**Daftar Tugas**
1: Sebutkan semua orang yang menurut teks tentang Soekarno dan pimpinan Angkatan Darat mencatat perkembangan saling pengertian antara Ahmad Yani dan Nasution.
2: Tuliskan kembali tanpa perubahan bagian teks tentang Soekarno dan pimpinan Angkatan Darat, mulai dari "Pada 1962, Soekarno" sampai "praktek kurang berbobot.".

**Teks Pilihan**
Indonesian Free Press -- Kembali ke soal pembentukan tinju lapis baja , yang menurut Reznikov dibentuk oleh para pemimpin AD. Siapa sebenarnya yang akan menjadi sasaran dari pasukan tersebut? Menurut Reznikov, sasaran utamanya adalah PKI, tapi Bung Karno juga.
Alasan Reznikov, tindakan-tindakan yang diambil oleh para pemimpin AD itu akan secara drastis mengubah seluruh keseimbangan kekuatan politik demi keuntungan tentara.
Kesan seperti itu diperkuat oleh munculnya tanda-tanda saling pengertian antara Ahmad Yani dan Nasution, dua tokoh militer yang paling terkemuka tapi tak selalu bersahabat. Selama ini persaingan antara keduanya telah dibesar-besarkan oleh Kepala Negara dalam semangat devide et impera .
Pada 1962, Soekarno yang tak percaya sepenuhnya kepada Menteri Pertahanan-nya mengubah struktur pimpinan TNI dengan maksud mengurangi kemampuan operasional Nasution. Khusus bagi orang kuat di TNI ini diciptakan posisi Kasab (atau Kepala Staf Angkatan Bersenjata). Formalnya posisi itu tinggi, tapi dalam praktek kurang berbobot.
Pada saat yang sama, anak emas Bung Karno , yakni Achmad Yani, diangkat sebagai Panglima Angkatan Darat. Namun sejak permulaan tahun 1965, dua jenderal anti-komunis itu tampak semakin siap untuk melawan PKI bersama-sama.
Perkembangan ini dicatat oleh Reznikov, sebagaimana juga oleh Harold Crouch dan Ulf Sundhaussen, dua pakar politik militer Indonesia.
Guna menguasai keadaan, Soekarno merasa diri perlu bertindak secepatnya. Pertanyaannya, untuk itu apa yang harus diperbuat? Apa pun jawabannya, yang jelas jangan sampai menggoyang sistem Demokrasi Terpimpin, agar jangan sampai kekuasaan tertinggi jatuh bagai buah yang sudah matang ke tangan kelompok yang siap menampungnya, yakni kelompok militer berhaluan kanan.

**Kumpulan Entri**
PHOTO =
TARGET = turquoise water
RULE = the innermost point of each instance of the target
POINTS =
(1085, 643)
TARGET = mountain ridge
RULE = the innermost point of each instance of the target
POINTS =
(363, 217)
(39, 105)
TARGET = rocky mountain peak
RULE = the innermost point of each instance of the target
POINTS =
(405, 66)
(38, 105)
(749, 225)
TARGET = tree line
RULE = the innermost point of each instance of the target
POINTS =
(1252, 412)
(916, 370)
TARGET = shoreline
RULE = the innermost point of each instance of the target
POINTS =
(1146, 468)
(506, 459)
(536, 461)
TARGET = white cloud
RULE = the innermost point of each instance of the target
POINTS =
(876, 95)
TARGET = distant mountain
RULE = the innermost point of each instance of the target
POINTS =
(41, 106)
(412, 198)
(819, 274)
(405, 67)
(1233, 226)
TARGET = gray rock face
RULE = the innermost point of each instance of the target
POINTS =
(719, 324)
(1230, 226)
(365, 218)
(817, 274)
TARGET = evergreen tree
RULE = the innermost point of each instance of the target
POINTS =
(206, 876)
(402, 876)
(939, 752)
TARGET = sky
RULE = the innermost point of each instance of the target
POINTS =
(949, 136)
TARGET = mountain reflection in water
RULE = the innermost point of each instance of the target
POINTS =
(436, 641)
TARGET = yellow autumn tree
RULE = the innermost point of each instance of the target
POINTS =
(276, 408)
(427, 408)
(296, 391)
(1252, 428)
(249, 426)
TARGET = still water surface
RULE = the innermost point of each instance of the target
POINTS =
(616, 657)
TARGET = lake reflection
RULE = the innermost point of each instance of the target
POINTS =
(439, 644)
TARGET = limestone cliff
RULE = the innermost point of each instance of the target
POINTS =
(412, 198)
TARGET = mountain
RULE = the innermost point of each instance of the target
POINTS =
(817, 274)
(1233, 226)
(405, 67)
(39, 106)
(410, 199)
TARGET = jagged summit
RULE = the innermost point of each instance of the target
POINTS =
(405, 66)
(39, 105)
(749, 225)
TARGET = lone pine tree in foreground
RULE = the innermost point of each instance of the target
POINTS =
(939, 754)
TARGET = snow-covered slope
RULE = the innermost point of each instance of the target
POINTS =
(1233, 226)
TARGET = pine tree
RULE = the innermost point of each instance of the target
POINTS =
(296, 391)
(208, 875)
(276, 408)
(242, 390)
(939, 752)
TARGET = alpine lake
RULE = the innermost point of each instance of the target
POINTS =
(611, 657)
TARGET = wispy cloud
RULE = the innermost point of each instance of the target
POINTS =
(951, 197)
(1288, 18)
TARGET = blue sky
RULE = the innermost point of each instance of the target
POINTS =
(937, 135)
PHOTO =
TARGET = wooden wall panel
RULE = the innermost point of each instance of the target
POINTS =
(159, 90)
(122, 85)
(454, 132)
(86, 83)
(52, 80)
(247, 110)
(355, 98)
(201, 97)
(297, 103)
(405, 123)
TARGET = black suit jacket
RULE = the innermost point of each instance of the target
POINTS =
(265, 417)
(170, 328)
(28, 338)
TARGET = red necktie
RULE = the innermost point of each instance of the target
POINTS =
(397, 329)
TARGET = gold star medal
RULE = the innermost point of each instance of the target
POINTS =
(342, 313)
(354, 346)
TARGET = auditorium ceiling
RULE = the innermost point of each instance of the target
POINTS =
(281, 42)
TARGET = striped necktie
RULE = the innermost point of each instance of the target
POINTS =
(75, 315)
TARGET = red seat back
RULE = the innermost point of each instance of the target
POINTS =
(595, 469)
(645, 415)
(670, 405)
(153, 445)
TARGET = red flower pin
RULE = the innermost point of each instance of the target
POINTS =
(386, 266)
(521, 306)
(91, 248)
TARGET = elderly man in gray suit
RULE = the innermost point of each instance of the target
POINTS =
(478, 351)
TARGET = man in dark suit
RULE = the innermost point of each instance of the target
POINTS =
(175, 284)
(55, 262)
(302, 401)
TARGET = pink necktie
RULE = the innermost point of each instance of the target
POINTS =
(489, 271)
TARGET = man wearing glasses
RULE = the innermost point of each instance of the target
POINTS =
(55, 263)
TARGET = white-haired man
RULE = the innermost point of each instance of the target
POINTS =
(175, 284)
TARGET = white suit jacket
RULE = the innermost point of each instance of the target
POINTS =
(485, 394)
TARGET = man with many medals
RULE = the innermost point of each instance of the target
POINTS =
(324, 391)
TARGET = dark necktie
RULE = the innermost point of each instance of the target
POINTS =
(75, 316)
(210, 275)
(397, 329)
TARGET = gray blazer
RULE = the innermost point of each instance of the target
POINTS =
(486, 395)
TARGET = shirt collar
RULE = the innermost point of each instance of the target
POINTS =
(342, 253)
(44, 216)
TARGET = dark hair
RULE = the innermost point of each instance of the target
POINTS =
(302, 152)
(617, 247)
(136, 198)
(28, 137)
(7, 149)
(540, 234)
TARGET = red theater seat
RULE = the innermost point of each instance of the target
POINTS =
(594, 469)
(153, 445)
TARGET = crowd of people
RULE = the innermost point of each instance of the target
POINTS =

**Jawaban Lengkap**
1: Reznikov, Harold Crouch, dan Ulf Sundhaussen.

2:
Pada 1962, Soekarno yang tak percaya sepenuhnya kepada Menteri Pertahanan-nya mengubah struktur pimpinan TNI dengan maksud mengurangi kemampuan operasional Nasution. Khusus bagi orang kuat di TNI ini diciptakan posisi Kasab (atau Kepala Staf Angkatan Bersenjata). Formalnya posisi itu tinggi, tapi dalam praktek kurang berbobot.